--- START OF THE RECORDS ---

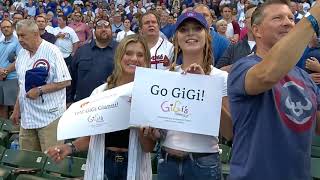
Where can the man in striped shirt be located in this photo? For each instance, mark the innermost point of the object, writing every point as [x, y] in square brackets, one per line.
[42, 106]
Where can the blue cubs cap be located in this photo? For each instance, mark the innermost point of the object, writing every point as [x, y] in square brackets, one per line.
[191, 15]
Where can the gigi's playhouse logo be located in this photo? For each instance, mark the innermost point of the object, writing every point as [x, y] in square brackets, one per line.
[176, 106]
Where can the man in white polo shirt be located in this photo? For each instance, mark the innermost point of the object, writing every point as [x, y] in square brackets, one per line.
[40, 106]
[161, 50]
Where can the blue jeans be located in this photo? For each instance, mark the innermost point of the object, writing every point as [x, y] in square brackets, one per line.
[115, 165]
[192, 167]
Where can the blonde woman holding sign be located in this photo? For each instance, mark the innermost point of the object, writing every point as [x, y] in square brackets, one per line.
[109, 153]
[184, 155]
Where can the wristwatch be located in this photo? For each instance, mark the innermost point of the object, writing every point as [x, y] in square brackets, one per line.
[73, 147]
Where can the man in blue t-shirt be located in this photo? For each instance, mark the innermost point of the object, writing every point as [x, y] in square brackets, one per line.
[273, 103]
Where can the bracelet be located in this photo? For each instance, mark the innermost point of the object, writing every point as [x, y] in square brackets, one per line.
[40, 91]
[313, 22]
[73, 147]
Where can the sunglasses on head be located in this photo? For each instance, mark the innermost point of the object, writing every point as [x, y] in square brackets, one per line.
[102, 23]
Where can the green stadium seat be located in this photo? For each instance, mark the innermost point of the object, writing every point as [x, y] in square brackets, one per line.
[225, 156]
[316, 141]
[15, 162]
[315, 151]
[59, 171]
[154, 176]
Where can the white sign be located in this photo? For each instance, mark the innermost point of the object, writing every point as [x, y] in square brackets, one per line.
[105, 112]
[170, 100]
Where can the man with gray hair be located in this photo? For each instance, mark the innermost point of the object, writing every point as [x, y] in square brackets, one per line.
[274, 104]
[43, 77]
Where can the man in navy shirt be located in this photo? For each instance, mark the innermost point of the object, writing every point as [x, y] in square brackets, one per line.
[274, 105]
[218, 43]
[92, 63]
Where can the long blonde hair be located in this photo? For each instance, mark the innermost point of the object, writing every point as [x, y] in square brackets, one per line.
[207, 52]
[120, 51]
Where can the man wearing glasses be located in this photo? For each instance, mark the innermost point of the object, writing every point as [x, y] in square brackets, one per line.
[93, 62]
[82, 30]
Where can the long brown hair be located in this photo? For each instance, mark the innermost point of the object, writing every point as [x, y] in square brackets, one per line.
[120, 51]
[207, 52]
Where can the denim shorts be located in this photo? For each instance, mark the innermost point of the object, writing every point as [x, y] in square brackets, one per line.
[193, 166]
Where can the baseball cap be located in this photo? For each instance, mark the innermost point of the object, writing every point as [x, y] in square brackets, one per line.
[191, 15]
[102, 22]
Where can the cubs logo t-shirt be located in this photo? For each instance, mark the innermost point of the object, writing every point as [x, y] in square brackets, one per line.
[272, 130]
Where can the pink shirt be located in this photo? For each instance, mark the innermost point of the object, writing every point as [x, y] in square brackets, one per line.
[82, 30]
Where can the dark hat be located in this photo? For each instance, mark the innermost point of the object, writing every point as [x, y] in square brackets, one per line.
[35, 77]
[192, 15]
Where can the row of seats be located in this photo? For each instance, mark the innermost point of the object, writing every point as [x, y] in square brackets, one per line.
[32, 165]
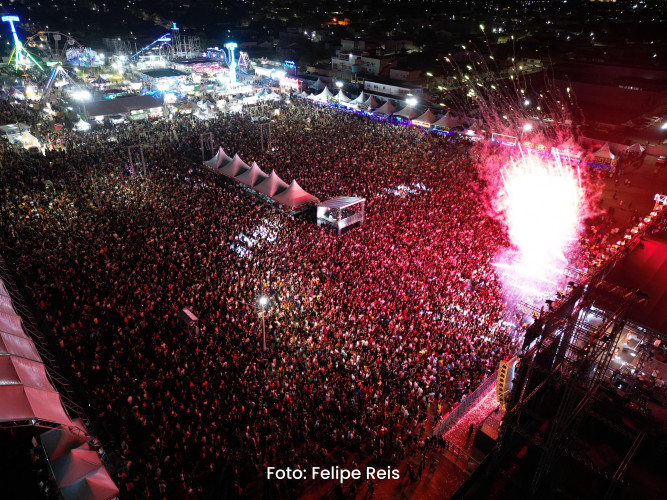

--- END OF THE RECORDS ---

TASK TO CARRY OUT >> Copy out the material starting at the line that contains "Where can the long blonde" and ending at the end of the material, requests included, and shift every coordinate in the answers by adding 137 to both x and y. Omit the pictures from your copy.

SOLUTION TO THIS EXERCISE >>
Where can the long blonde hair be located in this photo? For each instance, mark the innermost point of the object, writing every point as [x, y] in square brackets, one per line.
[344, 189]
[257, 188]
Where can the man wearing glasses be located in this photo? For each instance, mark the innermost point of the object, writing every point as [x, y] in square brackets, one per line.
[230, 199]
[219, 167]
Where can the long brown hair be located in this photo? For each instance, mark the innermost point of the object, writing every point as [x, y] in square brackets, one per line.
[257, 188]
[344, 189]
Where can the denim shorts be located in this photo? For each instance, mark the innermost point of the object, writing every point as [x, y] in square brackets, one per line.
[330, 303]
Where can the baseball cap be located in this photo? For each instance, mark the innermost point of the object, writing every point as [x, y] in square brackets, one per line.
[328, 152]
[239, 159]
Where can the cubs logo t-shirt be located in this photo? For each instance, mark the innermost point of the object, writing every point as [x, y] in square brackets, one per line.
[409, 267]
Where can the pink shirt be located in this photo? For each instance, mark the innermost point of the object, writing every point as [x, y] in square brackets, one per line.
[219, 167]
Where can the dark hat be located in this photo? For each instance, mark the innermost point of the object, writing every point as [x, y] in square brackets, one per line.
[172, 214]
[329, 152]
Where can the row of seats be located in this photo? For each instance, mark the innermost point of the object, writing every point as [x, y] in square brackets, one per line.
[169, 302]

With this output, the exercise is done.